## PARTS OF THE EXERCISE
**1.** According to the text on framing, what has recently made the vertical portrait format a common way of shooting?
**2.** Condense the paragraph of the framing text that begins "With photography first and then cinema" into a short bulleted list that keeps its main points.
**3.** Continue the text on framing in photography and cinema, picking up after its last sentence.

## TEXT EXCERPT

Framing is a term commonly used today in the language of photography and cinematography to isolate the subject one wants to represent. Framing implies a formal and narrative choice that orients the observer’s view, influencing it. In Renaissance perspective, the format/framing issue was resolved by the subject represented. Instead, during the modernity era the idea of framing without a point of view is affirmed (An example is the photographs of Alexandr Rodčenko), in the same way that it is an axonometric drawing.
With photography first and then cinema, the shooting format became a basic attribute of the image. The form of framing obviously depends on the content of the representation, establishing at the same time a sort of unique relationship between format and content. The form of a depiction is normally based on the rectangle because it can vary significantly according to the proportion between the sides, easily adaptable to the representative needs. The rectangle is usually oriented in landscape mode, i.e., horizontally, thereby enhancing the scene, confirming the supremacy of the field of view over the framing. Only recently, due to the use of smartphones as a tool for photography has the vertical format in portrait mode become a type of shooting capable of enhancing entire figures to the detriment of the context, thereby favoring the use of framing over the field of view.

## DATA PROVIDED
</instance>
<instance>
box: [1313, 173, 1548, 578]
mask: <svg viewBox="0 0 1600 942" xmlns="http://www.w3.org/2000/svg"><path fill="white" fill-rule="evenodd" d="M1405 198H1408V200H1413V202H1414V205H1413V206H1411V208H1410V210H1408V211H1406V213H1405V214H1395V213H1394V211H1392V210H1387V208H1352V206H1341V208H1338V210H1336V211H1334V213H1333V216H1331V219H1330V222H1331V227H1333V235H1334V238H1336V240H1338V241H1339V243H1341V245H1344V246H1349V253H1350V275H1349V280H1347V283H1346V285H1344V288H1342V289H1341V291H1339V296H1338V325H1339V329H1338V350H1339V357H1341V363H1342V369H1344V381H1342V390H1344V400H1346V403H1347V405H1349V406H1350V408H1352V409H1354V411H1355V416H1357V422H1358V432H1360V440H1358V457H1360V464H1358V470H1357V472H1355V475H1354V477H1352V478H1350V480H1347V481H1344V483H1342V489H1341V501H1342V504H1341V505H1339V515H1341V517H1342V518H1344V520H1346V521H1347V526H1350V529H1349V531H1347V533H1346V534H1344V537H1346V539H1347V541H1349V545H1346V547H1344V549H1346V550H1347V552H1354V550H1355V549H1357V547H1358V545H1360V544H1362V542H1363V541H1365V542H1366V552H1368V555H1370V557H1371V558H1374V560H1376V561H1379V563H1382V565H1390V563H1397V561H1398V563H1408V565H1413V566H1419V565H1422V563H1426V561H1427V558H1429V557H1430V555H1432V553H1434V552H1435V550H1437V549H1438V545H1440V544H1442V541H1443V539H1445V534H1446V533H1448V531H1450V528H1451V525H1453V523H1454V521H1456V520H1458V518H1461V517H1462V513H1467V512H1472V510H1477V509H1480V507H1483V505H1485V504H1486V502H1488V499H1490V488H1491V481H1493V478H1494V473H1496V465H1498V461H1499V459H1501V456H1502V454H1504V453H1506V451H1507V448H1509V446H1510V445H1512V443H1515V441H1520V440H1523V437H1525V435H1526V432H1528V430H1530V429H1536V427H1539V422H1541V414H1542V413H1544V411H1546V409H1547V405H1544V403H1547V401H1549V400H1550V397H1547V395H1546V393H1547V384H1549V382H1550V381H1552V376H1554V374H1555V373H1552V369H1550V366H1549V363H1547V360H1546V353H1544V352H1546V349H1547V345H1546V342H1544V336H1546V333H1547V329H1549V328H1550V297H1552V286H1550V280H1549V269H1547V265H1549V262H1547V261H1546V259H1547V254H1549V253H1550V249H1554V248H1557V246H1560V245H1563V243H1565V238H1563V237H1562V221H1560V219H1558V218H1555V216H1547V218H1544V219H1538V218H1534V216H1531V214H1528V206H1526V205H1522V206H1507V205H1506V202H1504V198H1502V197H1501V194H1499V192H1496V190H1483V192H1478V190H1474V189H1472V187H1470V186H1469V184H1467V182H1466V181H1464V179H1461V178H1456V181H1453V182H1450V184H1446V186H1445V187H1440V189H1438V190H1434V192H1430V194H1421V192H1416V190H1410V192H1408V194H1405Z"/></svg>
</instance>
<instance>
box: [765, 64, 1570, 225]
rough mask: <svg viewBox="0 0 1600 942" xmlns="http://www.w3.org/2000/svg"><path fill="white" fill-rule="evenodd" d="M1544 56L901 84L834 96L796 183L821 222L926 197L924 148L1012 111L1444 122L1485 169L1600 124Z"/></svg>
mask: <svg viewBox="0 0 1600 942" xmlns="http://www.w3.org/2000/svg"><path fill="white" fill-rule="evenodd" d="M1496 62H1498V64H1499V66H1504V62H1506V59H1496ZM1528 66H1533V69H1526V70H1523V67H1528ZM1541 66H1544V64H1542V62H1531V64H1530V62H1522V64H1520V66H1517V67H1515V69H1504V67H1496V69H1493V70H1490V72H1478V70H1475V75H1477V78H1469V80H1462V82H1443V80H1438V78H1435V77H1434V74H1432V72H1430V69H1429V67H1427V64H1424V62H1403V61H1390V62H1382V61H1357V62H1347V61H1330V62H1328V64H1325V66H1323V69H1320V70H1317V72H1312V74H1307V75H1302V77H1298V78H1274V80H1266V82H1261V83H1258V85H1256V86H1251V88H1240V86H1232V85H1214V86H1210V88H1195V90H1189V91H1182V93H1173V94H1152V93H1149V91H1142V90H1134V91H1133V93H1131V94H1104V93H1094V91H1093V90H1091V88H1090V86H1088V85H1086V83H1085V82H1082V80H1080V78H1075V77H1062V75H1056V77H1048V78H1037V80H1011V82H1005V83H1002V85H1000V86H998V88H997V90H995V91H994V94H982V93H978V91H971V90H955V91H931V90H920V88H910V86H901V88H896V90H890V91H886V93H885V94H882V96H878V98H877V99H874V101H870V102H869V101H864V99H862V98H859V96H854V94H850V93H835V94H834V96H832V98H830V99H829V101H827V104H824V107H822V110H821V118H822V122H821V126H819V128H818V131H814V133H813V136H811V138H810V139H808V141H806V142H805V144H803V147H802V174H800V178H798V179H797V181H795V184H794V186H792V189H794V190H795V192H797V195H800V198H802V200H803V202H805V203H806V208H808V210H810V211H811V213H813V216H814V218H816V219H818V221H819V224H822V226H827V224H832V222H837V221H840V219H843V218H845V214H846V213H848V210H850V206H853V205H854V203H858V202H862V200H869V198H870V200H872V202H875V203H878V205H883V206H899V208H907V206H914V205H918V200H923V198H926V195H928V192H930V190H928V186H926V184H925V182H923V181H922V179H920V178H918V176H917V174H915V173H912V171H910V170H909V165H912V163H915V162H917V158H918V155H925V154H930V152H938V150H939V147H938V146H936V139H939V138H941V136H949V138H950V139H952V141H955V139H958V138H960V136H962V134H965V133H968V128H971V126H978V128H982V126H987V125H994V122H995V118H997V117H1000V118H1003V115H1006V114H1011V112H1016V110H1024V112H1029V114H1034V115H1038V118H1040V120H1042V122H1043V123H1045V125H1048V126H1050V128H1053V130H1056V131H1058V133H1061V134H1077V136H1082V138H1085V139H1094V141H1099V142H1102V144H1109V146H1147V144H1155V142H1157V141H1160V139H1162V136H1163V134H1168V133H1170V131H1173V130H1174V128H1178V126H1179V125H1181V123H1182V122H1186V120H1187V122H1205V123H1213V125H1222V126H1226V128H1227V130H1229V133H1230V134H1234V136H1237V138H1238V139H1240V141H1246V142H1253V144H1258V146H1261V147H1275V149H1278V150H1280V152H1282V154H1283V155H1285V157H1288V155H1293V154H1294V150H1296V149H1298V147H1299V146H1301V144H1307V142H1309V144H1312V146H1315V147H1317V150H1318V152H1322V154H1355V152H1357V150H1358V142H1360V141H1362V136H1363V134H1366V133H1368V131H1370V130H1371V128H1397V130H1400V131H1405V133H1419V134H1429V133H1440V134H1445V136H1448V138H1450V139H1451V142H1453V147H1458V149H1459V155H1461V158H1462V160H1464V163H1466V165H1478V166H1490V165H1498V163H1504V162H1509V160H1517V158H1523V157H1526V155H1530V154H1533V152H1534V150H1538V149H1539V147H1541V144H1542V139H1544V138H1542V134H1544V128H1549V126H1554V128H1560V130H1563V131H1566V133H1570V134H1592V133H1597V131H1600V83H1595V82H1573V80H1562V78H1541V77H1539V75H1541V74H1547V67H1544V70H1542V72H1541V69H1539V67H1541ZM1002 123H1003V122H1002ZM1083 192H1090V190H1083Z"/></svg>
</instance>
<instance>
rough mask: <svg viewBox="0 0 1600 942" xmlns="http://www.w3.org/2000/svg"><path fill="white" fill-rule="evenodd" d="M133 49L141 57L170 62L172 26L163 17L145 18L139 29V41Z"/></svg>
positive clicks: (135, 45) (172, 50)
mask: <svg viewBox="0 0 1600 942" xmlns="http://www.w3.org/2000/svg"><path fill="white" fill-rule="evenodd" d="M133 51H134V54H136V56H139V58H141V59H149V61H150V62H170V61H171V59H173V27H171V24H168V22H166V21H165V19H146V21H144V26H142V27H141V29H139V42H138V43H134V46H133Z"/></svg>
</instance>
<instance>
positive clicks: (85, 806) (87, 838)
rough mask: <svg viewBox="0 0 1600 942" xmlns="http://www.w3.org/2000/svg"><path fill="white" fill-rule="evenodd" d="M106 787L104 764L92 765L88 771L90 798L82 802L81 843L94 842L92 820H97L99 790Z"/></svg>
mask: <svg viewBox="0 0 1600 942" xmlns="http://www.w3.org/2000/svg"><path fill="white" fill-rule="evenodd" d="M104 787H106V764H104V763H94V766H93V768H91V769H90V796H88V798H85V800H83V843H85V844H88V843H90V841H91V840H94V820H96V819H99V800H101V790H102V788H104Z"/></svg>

## WRITTEN RESPONSES
**1.** The use of smartphones as a tool for photography.

**2.**
- Photography, and then cinema, made the shooting format a basic attribute of the image.
- The form of framing depends on the content, creating a unique relationship between format and content.
- Depictions are usually rectangular because the ratio of the sides can vary to suit what is represented.
- The rectangle is usually horizontal (landscape), which enhances the scene and gives the field of view priority over the framing.
- Smartphone photography has recently made the vertical portrait format common. It emphasizes whole figures over their context and so favors framing over the field of view.

**3.**
In the pre-photography era, the frame symbolically represented the earth with its stable form and central symmetry; the circle symbolized the sky and helped to hierarchize the content of the composition from the center towards the edge. In the Baroque era, the ellipse then introduced some dynamics with the two poles of attraction which could organize the composition of the painting. Other forms were used less frequently: the oval, lunette, the Gothic window, up to the polyptychs spread over the fourteenth and fifteenth centuries. This latter form in particular—in which a work is organized on separate painted panels, each of which autonomously depicted a character or an episode—was re-evaluated in the modern era precisely due to its possibility of modulating the depiction, hypothetically making it infinite. Numerous video-artists have used composite screens or large video walls that, with their fragments, are able to construct a large image or sequence of images.
Returning to the realm of cinema, the form of framing has always been rectangular, given that spectators were already used to the typical forms of most photography and paintings. The light that enters through the objective lens would in reality form a circular image on the focal plane if there were no masks or sensors to “cut” away a considerable portion to obtain a rectangle (Figure 1). As is obvious, the rectangle is not a natural form, given that binocular vision creates an oval shape on the retina with a field of view of about 120° both vertically and horizontally, which extends to about 135° if the far peripheral vision is also considered (Figure 2).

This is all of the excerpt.